**EXERCISE AIM:** Revise the stretch of the commentary on social network hype from "Seriously? Like how" through "advanced twitter already.", replacing "rival" with "competitor" and leaving the rest unchanged.

**PASSAGE TO READ:**
▬▬▬▬▬▬

Wow, talk about forward looking statements. When companies start making comments like this, it's evidence of a loss of rationality. If MySpace had said this 4 years ago, they would have gotten press too and everyone would have believed it and it could have been possible.
But seriously folks, look around. The unpredictability of the internet is just too high to be making statements like this, I don't care how much evidence you have.
Andreessen told Reuters that the world's most popular online social network could pile up $1 billion in revenue this year if it pushed harder on selling advertising.
Seriously? Like how much harder? Putting more ads on the site? Charging more for them?
This is bubble talk if ever I heard it. He wants to get press for his new investment fund. He has to say big things so that people talk and want to give him money and want him to invest in their companies. So transparent.
They say: [Twitter] needs to focus on increasing its number of users and improve the features it offers so that no rival can swoop in.
Oh boy. Really? So no rival can swoop in? The more Twitter develops its features, the easier it is for a rival to swoop in. Just copy them. It really isn't that hard. Facebook could copy them. Google could copy them. Lots of people think Wave is a more advanced twitter already.

▬▬▬▬▬▬

**EXCERPTED DATA:**
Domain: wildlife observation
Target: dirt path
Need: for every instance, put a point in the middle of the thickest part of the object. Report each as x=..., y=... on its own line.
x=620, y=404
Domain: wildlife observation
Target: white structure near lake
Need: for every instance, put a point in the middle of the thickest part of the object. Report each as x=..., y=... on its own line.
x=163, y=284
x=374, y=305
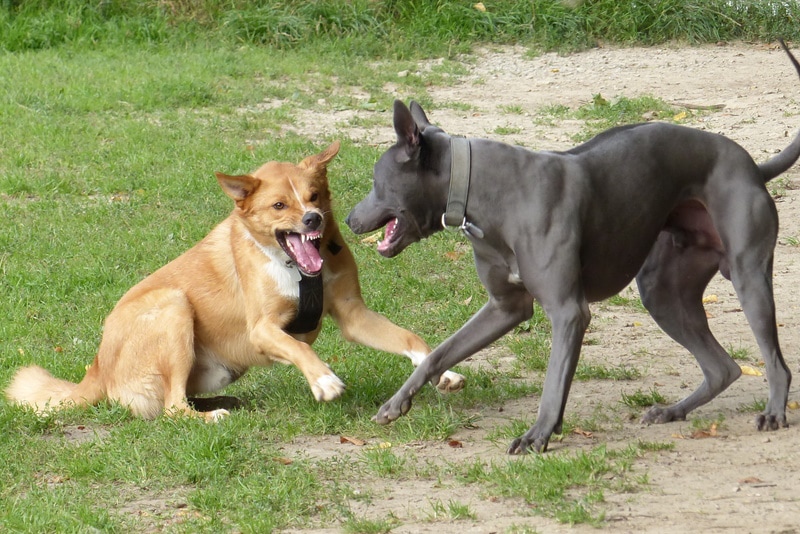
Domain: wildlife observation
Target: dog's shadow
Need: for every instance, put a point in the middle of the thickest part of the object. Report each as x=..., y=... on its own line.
x=208, y=404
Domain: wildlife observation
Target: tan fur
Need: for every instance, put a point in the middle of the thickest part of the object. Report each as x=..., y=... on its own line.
x=198, y=323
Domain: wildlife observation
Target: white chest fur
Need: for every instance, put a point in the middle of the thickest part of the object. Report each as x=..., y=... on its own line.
x=281, y=269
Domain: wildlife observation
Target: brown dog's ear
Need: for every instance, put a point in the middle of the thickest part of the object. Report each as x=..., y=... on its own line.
x=322, y=159
x=238, y=187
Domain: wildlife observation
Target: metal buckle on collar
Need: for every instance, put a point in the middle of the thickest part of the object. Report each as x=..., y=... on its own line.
x=466, y=227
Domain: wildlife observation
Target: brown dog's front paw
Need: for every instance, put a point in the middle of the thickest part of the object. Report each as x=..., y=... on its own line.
x=451, y=382
x=327, y=387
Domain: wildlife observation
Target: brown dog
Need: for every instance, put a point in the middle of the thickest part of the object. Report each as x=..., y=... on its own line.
x=251, y=293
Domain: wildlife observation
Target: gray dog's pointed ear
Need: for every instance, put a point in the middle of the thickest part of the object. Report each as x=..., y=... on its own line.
x=406, y=129
x=419, y=116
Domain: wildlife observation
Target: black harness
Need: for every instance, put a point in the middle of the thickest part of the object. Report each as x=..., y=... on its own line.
x=309, y=304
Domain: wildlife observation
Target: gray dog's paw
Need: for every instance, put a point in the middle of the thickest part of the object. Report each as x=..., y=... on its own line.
x=392, y=410
x=767, y=421
x=450, y=382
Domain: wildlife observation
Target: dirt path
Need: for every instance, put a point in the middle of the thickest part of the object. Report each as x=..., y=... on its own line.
x=739, y=481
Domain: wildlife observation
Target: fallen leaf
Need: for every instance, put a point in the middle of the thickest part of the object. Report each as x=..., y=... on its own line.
x=353, y=441
x=751, y=371
x=599, y=101
x=372, y=238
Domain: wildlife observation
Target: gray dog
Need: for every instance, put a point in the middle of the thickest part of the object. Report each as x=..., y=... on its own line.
x=666, y=204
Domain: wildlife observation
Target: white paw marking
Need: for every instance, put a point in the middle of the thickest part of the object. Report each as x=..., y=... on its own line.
x=415, y=357
x=451, y=382
x=327, y=387
x=216, y=416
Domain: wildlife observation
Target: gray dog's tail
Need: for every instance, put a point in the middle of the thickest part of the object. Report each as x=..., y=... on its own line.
x=779, y=164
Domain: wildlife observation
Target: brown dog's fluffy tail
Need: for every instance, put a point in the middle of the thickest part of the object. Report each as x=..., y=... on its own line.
x=36, y=387
x=788, y=156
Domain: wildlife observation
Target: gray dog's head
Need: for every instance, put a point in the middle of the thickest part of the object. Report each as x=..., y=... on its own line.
x=408, y=193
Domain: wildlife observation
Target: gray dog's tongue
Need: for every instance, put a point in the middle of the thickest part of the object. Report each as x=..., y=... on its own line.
x=305, y=253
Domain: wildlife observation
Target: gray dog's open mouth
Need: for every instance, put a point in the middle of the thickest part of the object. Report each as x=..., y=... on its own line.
x=303, y=249
x=390, y=235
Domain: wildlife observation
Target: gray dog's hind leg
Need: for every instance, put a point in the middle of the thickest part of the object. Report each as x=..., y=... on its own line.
x=750, y=250
x=671, y=284
x=569, y=324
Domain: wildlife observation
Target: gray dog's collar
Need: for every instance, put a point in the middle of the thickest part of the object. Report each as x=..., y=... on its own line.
x=455, y=215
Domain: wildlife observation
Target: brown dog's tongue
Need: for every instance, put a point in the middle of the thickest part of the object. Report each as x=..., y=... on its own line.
x=305, y=253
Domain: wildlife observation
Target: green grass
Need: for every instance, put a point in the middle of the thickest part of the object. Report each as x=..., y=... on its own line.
x=389, y=28
x=643, y=399
x=116, y=115
x=568, y=487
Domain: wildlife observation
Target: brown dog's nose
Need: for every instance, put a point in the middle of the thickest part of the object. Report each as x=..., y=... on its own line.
x=312, y=220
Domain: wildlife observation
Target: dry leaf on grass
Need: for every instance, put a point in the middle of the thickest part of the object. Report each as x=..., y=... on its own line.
x=751, y=371
x=353, y=441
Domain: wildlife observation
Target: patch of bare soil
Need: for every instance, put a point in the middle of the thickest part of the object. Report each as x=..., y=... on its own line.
x=739, y=480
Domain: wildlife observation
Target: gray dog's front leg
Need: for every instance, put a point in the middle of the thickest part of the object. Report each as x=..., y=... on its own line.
x=569, y=326
x=489, y=324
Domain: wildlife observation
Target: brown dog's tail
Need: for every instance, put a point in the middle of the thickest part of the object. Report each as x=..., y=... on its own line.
x=36, y=387
x=788, y=156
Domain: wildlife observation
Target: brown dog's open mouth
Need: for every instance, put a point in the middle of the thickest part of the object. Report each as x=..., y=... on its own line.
x=303, y=249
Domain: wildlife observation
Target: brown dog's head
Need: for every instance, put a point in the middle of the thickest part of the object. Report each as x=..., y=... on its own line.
x=286, y=205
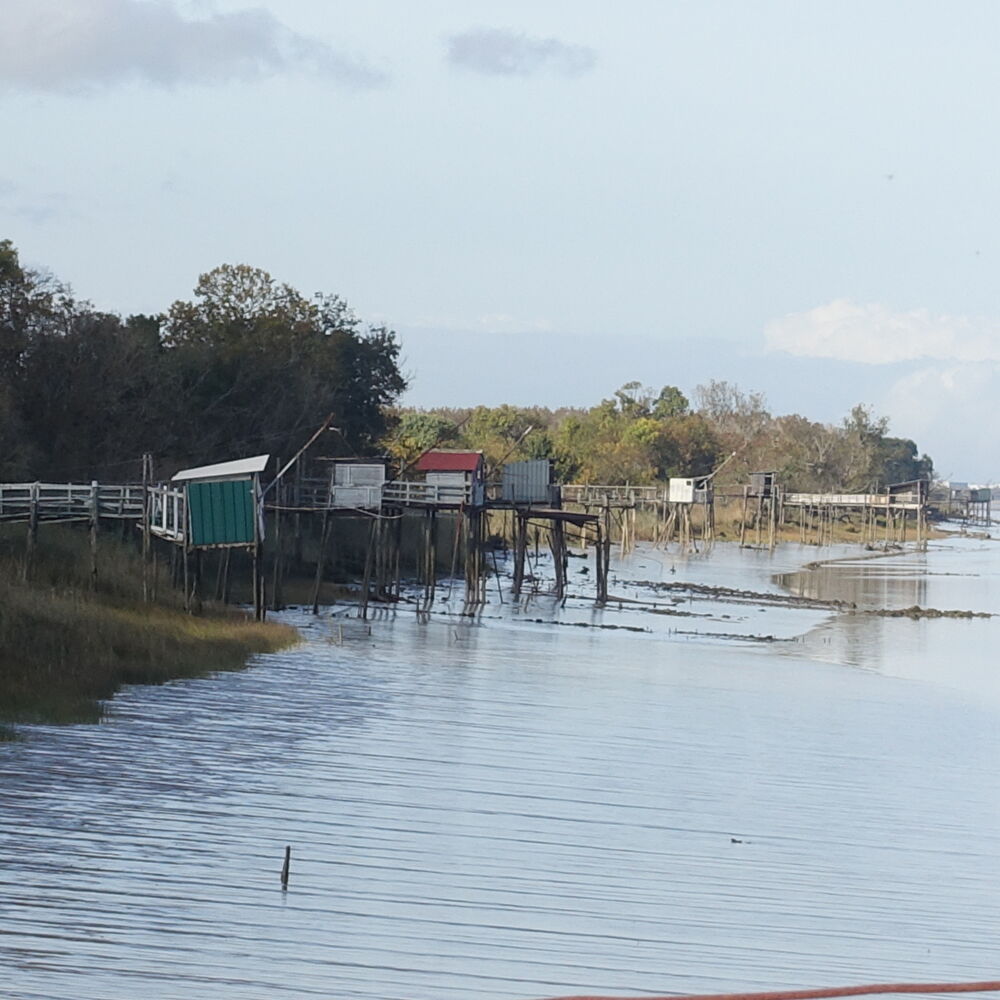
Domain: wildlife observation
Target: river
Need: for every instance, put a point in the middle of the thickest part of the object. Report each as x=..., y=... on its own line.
x=508, y=808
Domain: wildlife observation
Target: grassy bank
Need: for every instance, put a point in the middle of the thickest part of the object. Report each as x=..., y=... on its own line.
x=65, y=646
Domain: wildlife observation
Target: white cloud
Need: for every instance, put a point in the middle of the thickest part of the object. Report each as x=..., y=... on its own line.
x=874, y=334
x=502, y=52
x=950, y=410
x=74, y=45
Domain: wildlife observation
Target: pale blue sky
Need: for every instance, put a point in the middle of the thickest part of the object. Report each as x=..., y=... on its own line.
x=546, y=199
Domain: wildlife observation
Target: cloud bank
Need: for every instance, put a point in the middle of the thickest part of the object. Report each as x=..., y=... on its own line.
x=79, y=45
x=502, y=52
x=873, y=334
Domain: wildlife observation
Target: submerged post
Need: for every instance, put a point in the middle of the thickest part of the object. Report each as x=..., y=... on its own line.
x=147, y=461
x=285, y=867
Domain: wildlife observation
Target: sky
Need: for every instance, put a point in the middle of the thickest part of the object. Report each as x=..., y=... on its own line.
x=546, y=199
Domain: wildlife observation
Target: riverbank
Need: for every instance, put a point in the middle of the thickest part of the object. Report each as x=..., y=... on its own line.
x=66, y=646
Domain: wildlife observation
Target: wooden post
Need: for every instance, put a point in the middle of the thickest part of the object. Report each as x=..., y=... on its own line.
x=367, y=577
x=258, y=582
x=321, y=558
x=520, y=551
x=557, y=545
x=32, y=539
x=276, y=567
x=147, y=463
x=94, y=514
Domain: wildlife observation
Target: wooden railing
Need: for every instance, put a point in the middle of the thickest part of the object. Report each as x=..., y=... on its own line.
x=70, y=501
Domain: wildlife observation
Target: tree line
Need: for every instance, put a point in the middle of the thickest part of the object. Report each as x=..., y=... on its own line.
x=250, y=365
x=247, y=366
x=643, y=436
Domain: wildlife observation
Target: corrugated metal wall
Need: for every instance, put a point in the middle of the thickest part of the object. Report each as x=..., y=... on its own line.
x=528, y=482
x=221, y=513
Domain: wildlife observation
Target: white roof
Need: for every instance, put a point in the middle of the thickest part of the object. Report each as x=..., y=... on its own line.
x=242, y=468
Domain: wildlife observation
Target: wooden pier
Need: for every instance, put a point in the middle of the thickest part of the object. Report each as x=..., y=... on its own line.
x=223, y=507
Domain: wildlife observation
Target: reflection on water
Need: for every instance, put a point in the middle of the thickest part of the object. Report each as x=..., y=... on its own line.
x=879, y=582
x=506, y=809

▬▬▬▬▬▬

**CORRECT ANSWER:**
Seriously? Like how much harder? Putting more ads on the site? Charging more for them?
This is bubble talk if ever I heard it. He wants to get press for his new investment fund. He has to say big things so that people talk and want to give him money and want him to invest in their companies. So transparent.
They say: [Twitter] needs to focus on increasing its number of users and improve the features it offers so that no competitor can swoop in.
Oh boy. Really? So no competitor can swoop in? The more Twitter develops its features, the easier it is for a competitor to swoop in. Just copy them. It really isn't that hard. Facebook could copy them. Google could copy them. Lots of people think Wave is a more advanced twitter already.